Written problem: Please echo the following lines back verbatim, with no changes.

** START OF Working data **

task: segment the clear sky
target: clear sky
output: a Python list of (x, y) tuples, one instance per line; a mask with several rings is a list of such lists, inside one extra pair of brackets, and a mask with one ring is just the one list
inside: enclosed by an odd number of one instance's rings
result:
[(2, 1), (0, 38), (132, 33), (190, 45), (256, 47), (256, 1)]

** END OF Working data **

Task output:
task: segment the clear sky
target: clear sky
output: a Python list of (x, y) tuples, one instance per line; a mask with several rings is a list of such lists, inside one extra pair of brackets, and a mask with one ring is just the one list
inside: enclosed by an odd number of one instance's rings
result:
[(2, 1), (0, 38), (132, 33), (190, 45), (256, 47), (256, 1)]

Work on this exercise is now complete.